- _ОТРЫВОК ТЕКСТА_:
+ + + + +

Светлана Хардина живет в Петербурге в десятиметровой коммуналке с 10-летней дочкой Эльзой, у которой серьезные ментальные проблемы, и ее семилетней сестрой Розой. Хардина попросила власти передать ей свободную муниципальную комнату в этой же квартире, чтобы у детей были нормальные условия. В ответ чиновники из районной администрации пригрозили, что демонтируют ей ванну, и начали заселять коммуналку новыми жильцами.
Текст: Окно
Петербург, улица Озерная, дом 6, квартира №45. По этому адресу в коммуналке на шестом этаже живет Светлана Хардина, мать-одиночка с двумя дочками. У Эльзы синдром Ретта (наследственное психоневрологическое заболевание, приводящее к тяжелой форме умственной отсталости - Окно). Они ютятся втроем в десятиметровой комнате, их жизнь похожа на ежедневный ад, из которого нет выхода.
– Эльза не разговаривает и не понимает, что ей говорят. Это, как нам врач объяснил, похоже на аутизм в тяжелой форме, на умственную отсталость. Мы в Петербурге посещаем двух врачей: психиатра и генетика. Но у нас нет никаких положительных прогнозов. Болезнь не лечится, и лекарства от нее нет, – говорит Светлана. – Она у меня на обезьянку похожа в зоопарке. Вот представляете, как обезьянка ведет себя в зоопарке, которую подзывают и дают есть и которая понимает, что сейчас ее будет кормить? А еще знает, когда свои подходят, а когда чужие. От чужих она прячется.

+ + + + +

- _ЗАДАНИЕ 1_:
Переведите на английский предложение из статьи о семье Хардиной: «Они ютятся втроем в десятиметровой комнате, их жизнь похожа на ежедневный ад, из которого нет выхода».
- _ЗАДАНИЕ 2_:
Перепишите из статьи о семье Хардиной без изменений кусок от слов «Светлана Хардина живет» до слов «которого нет выхода.».
- _ЗАДАНИЕ 3_:
Каким заболеванием больна Эльза, если верить статье о семье Хардиной?

+ + + + +

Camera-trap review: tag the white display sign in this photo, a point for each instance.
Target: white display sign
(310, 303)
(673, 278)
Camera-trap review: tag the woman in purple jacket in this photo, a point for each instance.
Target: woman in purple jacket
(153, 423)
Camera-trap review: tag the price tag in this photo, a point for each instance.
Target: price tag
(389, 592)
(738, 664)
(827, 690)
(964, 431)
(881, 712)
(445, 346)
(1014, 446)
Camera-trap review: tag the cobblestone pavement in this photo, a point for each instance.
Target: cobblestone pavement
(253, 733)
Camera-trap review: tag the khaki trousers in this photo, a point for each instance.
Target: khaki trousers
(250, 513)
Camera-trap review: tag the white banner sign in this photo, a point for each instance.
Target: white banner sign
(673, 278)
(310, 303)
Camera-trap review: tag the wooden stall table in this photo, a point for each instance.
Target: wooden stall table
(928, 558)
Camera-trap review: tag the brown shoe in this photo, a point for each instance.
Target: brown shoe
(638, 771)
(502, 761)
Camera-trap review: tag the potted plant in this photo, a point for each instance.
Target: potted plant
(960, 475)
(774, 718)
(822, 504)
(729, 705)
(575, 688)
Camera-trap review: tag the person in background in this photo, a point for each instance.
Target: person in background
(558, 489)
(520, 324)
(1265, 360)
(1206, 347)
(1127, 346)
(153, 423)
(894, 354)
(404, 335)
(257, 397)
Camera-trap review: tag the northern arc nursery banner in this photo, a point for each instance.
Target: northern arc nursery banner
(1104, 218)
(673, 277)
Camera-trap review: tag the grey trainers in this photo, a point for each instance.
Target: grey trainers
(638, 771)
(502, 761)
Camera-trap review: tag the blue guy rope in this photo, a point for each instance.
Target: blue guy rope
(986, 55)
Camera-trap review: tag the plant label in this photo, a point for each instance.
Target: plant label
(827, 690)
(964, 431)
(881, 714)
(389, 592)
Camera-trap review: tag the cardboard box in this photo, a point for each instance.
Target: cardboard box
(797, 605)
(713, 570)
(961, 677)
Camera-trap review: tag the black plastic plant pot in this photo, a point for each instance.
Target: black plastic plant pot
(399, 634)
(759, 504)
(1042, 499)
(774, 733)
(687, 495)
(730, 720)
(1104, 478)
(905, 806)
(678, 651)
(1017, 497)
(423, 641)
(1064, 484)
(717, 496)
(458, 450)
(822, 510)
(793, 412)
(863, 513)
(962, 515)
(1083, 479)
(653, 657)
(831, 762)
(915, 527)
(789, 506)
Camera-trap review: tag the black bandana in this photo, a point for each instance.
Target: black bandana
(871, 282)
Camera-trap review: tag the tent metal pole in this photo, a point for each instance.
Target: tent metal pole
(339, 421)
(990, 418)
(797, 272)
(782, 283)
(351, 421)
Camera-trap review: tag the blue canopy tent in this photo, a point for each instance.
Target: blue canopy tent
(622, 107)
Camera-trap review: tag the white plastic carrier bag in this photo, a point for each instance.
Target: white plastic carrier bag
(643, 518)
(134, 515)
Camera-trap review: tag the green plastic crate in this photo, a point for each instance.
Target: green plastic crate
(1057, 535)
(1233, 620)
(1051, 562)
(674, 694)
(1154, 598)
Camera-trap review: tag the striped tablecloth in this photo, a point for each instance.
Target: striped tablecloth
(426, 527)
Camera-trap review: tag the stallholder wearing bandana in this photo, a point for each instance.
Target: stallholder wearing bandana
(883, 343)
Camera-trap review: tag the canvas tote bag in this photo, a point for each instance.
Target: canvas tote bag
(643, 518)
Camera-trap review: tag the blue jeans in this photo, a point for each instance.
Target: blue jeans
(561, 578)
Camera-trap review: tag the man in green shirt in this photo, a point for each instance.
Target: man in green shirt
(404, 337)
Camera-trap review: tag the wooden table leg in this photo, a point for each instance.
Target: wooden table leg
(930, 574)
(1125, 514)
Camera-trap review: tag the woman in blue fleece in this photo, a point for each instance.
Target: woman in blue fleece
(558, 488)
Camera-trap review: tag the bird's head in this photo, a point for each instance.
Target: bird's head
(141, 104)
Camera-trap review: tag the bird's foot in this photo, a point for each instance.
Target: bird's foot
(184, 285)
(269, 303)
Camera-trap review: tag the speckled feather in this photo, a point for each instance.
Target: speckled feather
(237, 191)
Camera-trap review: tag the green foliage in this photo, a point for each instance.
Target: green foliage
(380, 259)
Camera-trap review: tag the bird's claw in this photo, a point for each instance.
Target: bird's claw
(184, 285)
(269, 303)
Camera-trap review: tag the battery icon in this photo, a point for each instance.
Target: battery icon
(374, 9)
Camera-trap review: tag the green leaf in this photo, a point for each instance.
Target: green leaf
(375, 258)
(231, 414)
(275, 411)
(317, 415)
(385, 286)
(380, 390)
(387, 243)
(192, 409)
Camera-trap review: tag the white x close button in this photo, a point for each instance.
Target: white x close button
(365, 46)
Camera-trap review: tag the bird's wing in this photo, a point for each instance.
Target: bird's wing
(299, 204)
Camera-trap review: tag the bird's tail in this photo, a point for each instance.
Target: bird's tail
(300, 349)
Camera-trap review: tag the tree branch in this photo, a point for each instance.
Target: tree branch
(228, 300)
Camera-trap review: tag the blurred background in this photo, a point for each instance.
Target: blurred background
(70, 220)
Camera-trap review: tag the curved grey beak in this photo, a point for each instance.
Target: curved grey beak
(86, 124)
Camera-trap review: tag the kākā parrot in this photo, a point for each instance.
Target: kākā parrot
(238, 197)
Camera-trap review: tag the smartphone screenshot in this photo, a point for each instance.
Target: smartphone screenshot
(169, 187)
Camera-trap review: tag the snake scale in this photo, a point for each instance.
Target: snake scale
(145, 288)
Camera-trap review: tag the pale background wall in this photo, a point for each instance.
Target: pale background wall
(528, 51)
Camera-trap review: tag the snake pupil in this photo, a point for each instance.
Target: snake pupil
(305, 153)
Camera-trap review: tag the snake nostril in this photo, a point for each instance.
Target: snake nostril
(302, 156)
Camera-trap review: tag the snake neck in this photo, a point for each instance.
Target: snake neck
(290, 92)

+ + + + +

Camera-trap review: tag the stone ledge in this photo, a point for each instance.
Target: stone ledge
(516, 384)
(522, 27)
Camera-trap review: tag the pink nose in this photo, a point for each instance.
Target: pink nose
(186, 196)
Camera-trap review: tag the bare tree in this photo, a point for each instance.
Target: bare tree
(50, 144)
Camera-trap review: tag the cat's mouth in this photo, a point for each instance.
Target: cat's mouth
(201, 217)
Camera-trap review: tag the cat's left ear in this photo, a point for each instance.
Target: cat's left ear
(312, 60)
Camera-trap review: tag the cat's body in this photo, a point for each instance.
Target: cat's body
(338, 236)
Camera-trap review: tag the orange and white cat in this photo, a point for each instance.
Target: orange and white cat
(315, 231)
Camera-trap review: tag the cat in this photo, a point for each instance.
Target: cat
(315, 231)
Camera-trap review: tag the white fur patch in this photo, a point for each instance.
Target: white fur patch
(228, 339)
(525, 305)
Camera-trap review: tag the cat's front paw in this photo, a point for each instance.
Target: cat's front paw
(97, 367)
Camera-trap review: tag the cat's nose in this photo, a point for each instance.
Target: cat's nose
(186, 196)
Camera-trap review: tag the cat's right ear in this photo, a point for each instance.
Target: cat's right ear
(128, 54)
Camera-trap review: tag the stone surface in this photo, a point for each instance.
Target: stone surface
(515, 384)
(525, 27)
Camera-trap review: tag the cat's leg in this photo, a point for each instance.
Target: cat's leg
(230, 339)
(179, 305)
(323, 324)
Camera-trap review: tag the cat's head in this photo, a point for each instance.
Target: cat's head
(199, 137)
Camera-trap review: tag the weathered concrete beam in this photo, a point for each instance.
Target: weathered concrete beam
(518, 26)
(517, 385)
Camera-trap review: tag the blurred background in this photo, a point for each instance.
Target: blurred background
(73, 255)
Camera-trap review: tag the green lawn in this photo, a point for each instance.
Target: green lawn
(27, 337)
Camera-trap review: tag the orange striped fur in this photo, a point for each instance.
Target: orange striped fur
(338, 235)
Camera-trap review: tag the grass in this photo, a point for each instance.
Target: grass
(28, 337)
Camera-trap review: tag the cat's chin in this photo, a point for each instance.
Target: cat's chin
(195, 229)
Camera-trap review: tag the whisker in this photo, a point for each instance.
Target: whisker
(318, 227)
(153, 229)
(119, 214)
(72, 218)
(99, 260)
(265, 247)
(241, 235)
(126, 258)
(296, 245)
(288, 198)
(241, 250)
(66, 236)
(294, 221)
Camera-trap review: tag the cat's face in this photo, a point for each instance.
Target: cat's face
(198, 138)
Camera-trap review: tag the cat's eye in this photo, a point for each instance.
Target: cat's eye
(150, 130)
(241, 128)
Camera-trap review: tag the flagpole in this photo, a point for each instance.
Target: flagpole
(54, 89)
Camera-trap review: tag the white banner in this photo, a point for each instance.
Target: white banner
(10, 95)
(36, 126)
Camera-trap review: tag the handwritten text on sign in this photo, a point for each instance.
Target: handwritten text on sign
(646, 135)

+ + + + +

- _ОТВЕТ 1_:
The three of them are crammed into a ten-square-meter room, and their life is like a daily hell with no way out.

- _ОТВЕТ 2_:
Светлана Хардина живет в Петербурге в десятиметровой коммуналке с 10-летней дочкой Эльзой, у которой серьезные ментальные проблемы, и ее семилетней сестрой Розой. Хардина попросила власти передать ей свободную муниципальную комнату в этой же квартире, чтобы у детей были нормальные условия. В ответ чиновники из районной администрации пригрозили, что демонтируют ей ванну, и начали заселять коммуналку новыми жильцами.
Текст: Окно
Петербург, улица Озерная, дом 6, квартира №45. По этому адресу в коммуналке на шестом этаже живет Светлана Хардина, мать-одиночка с двумя дочками. У Эльзы синдром Ретта (наследственное психоневрологическое заболевание, приводящее к тяжелой форме умственной отсталости - Окно). Они ютятся втроем в десятиметровой комнате, их жизнь похожа на ежедневный ад, из которого нет выхода.

- _ОТВЕТ 3_:
Синдромом Ретта.